Exercise goal:
Copy, from the entries below, each line where the word "flower" can be found.
= = = = =
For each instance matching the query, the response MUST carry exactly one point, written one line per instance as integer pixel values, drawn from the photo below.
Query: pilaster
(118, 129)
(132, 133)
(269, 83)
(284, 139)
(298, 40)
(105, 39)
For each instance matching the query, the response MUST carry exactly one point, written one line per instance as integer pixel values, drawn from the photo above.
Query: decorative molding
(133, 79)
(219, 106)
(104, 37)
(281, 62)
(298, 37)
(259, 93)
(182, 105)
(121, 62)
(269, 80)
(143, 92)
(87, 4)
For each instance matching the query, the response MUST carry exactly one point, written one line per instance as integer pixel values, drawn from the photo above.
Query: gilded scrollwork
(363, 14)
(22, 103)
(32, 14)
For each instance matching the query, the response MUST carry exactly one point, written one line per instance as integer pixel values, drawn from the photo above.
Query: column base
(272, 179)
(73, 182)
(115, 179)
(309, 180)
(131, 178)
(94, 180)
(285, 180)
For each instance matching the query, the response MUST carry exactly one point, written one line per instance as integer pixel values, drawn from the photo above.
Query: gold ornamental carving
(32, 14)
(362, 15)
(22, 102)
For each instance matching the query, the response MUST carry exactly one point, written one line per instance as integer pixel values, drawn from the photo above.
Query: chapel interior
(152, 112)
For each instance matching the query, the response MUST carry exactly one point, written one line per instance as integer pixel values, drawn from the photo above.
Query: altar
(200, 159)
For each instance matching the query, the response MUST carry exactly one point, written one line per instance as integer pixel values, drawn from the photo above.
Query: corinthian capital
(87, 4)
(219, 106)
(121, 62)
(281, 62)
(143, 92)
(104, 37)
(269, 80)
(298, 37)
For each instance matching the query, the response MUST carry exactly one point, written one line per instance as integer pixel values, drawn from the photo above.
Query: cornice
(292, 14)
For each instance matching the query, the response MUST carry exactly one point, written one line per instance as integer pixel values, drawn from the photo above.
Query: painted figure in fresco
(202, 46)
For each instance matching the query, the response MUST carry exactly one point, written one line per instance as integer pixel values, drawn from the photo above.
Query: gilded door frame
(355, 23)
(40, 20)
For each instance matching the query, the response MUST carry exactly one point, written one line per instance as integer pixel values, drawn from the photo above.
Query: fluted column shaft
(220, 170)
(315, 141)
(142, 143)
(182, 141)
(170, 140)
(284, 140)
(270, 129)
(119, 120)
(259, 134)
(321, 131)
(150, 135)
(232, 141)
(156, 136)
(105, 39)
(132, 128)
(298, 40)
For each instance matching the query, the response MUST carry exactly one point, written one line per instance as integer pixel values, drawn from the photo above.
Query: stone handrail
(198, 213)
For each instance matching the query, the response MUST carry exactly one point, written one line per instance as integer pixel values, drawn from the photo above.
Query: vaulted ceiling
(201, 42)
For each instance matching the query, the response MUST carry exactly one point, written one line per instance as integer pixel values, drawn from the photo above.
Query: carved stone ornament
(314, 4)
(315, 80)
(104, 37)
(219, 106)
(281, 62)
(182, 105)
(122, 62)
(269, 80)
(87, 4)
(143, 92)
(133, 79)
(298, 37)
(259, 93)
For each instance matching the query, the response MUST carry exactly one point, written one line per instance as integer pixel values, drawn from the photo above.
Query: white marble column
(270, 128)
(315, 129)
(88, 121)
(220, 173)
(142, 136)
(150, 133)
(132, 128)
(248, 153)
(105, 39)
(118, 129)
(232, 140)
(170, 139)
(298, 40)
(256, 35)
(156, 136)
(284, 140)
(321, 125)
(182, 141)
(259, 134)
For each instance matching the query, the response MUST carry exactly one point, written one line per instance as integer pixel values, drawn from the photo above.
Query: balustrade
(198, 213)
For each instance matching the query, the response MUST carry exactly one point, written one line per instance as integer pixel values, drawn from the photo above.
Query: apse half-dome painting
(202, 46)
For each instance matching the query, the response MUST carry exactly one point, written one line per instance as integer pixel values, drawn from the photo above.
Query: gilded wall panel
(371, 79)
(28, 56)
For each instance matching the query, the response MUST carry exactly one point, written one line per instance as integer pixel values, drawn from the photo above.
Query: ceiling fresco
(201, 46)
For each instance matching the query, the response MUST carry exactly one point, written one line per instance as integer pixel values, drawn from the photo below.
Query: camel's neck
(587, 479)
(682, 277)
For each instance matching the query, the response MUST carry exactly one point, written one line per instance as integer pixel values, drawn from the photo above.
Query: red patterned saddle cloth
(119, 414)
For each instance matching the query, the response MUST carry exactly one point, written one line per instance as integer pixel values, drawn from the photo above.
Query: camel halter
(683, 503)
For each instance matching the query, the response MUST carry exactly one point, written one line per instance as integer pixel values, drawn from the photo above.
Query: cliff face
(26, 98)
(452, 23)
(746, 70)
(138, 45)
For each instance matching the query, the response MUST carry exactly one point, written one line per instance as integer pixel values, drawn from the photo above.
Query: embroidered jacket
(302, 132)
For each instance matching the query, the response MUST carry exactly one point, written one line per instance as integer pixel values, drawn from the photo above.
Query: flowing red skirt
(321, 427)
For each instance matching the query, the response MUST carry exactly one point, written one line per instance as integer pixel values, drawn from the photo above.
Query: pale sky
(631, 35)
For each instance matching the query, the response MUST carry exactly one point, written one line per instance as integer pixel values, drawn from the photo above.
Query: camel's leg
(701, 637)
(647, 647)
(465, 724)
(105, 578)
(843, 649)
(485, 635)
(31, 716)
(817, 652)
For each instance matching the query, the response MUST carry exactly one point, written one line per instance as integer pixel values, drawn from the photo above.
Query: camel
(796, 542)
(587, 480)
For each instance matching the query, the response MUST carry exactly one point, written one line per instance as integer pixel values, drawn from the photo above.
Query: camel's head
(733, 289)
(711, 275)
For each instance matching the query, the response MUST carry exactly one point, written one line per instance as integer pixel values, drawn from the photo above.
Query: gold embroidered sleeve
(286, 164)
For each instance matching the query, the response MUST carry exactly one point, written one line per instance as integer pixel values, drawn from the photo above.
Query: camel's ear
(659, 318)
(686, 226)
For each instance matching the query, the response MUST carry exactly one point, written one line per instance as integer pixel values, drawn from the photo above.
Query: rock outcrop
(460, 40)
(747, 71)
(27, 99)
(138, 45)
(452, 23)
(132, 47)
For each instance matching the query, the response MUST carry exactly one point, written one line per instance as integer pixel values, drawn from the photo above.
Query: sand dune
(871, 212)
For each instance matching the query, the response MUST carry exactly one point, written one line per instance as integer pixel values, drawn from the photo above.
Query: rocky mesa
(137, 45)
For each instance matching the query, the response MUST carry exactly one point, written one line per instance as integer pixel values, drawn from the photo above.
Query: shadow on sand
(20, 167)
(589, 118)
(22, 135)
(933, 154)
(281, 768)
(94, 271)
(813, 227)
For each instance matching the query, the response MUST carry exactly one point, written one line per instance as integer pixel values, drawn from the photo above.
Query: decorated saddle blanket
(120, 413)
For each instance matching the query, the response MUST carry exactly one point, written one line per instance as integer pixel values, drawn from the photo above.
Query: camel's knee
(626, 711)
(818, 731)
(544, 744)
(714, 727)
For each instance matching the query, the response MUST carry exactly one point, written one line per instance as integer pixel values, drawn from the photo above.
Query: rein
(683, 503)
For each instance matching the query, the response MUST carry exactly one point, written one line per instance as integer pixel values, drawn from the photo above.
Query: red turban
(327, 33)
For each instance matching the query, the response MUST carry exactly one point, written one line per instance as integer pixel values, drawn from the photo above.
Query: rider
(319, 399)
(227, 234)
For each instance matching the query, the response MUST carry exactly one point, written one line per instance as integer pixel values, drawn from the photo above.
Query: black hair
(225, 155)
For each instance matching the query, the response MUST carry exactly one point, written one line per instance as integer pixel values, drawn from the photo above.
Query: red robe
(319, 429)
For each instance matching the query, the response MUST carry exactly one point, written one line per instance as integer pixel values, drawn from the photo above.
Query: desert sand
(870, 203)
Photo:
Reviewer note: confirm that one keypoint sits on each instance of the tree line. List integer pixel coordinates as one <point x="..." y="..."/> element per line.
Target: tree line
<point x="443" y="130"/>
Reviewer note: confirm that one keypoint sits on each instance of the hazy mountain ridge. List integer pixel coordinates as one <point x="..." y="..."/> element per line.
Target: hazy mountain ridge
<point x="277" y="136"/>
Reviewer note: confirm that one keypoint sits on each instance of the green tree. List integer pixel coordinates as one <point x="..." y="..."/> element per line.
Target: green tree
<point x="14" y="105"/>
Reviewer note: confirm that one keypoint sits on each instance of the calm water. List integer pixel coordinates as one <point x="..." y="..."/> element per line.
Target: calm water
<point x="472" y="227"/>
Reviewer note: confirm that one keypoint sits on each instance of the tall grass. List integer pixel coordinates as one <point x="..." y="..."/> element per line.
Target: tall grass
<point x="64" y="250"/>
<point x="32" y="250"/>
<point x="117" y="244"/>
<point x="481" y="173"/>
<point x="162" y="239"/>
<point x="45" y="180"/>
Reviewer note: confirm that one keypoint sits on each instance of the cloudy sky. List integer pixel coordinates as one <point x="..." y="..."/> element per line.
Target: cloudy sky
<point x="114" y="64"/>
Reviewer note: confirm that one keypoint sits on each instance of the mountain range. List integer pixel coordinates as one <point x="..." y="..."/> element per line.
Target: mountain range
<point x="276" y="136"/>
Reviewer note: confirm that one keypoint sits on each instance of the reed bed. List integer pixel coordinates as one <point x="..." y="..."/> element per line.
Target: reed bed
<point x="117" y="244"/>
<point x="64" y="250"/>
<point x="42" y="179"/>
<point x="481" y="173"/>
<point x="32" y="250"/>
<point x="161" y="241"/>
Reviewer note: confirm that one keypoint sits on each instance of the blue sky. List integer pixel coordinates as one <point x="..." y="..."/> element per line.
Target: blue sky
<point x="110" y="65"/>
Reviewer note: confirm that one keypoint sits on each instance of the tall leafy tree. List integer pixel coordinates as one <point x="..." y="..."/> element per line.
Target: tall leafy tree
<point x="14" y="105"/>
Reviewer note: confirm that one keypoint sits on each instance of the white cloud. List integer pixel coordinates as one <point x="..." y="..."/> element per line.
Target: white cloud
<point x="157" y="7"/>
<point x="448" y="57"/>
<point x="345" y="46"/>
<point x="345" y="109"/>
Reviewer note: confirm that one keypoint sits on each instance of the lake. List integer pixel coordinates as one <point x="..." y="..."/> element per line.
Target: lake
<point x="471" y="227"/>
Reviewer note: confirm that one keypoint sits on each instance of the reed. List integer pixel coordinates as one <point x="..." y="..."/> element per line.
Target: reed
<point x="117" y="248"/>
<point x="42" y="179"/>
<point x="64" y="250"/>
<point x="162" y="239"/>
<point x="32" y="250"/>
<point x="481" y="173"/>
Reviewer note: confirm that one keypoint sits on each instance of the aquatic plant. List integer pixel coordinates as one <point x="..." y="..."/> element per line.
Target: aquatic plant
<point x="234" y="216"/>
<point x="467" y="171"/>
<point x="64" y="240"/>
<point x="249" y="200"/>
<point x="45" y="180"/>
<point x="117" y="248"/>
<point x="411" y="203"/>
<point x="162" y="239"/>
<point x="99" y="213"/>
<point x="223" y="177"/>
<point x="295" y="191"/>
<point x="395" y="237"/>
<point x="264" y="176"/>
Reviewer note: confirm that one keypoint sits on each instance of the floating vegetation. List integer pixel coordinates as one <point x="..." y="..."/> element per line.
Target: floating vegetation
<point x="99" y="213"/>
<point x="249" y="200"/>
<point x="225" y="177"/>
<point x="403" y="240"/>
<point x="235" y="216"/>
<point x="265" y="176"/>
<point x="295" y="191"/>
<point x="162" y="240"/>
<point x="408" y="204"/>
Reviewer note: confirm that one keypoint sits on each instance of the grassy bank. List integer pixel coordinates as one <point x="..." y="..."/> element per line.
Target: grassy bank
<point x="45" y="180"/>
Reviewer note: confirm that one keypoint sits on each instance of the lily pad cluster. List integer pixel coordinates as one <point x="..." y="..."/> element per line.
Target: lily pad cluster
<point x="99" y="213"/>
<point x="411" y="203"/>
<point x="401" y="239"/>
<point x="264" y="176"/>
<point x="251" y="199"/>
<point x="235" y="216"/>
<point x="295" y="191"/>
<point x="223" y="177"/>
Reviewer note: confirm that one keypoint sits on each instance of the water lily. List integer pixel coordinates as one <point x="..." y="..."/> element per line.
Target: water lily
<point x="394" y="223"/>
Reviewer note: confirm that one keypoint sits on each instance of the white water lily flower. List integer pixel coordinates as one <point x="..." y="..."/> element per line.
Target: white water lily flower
= = = = =
Response for this exercise:
Reviewer note: confirm that one keypoint sits on each instance of the white water lily flower. List integer pixel coordinates as one <point x="..." y="..."/> element per line.
Target: white water lily flower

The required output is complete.